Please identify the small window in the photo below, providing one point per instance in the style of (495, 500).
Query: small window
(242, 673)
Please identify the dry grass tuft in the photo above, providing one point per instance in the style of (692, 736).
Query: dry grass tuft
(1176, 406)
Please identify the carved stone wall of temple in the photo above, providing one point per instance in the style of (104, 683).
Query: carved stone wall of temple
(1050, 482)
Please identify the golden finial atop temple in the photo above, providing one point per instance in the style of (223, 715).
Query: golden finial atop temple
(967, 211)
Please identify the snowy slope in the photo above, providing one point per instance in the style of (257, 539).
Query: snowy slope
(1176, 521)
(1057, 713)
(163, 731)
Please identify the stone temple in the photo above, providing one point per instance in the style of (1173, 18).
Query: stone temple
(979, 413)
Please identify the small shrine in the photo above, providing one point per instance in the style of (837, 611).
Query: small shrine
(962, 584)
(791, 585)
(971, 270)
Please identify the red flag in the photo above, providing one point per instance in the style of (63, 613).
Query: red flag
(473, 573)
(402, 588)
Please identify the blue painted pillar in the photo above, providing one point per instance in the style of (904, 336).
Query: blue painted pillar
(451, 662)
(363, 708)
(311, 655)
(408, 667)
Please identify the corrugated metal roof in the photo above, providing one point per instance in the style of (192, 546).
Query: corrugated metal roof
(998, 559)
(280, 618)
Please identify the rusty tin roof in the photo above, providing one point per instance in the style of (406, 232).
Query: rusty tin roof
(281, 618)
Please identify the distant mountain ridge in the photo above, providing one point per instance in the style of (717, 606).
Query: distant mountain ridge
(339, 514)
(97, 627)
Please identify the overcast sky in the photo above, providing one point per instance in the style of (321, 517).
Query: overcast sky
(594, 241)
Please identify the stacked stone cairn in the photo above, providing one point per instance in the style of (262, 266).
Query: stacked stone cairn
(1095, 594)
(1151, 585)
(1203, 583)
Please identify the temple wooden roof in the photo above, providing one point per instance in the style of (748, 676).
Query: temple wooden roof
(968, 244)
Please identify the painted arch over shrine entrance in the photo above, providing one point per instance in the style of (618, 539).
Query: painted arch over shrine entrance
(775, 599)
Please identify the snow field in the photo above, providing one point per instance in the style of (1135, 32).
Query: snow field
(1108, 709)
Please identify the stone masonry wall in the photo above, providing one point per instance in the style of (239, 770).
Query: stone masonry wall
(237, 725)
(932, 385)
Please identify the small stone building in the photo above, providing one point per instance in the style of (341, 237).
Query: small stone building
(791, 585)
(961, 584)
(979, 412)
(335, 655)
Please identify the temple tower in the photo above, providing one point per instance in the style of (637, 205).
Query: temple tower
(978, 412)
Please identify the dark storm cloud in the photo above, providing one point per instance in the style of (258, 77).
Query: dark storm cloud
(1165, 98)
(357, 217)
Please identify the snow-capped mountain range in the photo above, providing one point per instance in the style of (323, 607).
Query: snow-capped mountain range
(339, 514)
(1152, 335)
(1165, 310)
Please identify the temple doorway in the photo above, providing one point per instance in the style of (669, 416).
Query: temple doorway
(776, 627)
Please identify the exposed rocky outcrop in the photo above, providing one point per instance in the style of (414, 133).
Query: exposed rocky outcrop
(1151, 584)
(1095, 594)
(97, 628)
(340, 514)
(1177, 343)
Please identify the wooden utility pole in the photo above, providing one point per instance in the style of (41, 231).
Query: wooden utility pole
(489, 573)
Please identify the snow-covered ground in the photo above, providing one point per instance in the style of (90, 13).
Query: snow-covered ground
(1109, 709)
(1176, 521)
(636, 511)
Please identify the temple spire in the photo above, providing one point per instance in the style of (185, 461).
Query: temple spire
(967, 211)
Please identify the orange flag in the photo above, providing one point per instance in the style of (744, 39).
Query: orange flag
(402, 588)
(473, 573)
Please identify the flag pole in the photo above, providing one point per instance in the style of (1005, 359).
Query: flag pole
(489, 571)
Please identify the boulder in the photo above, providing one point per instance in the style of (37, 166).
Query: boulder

━━━━

WHAT YOU SHOULD DO: Copy the listing above without changes, starting with its first line and going on through the line with "(1176, 406)".

ANSWER FOR THIS EXERCISE:
Please identify the small window in the photo below, providing one point per instance in the style of (495, 500).
Query: small window
(242, 673)
Please identify the dry grass tuft in the photo above, providing one point per instance in the style of (692, 736).
Query: dry grass tuft
(1176, 406)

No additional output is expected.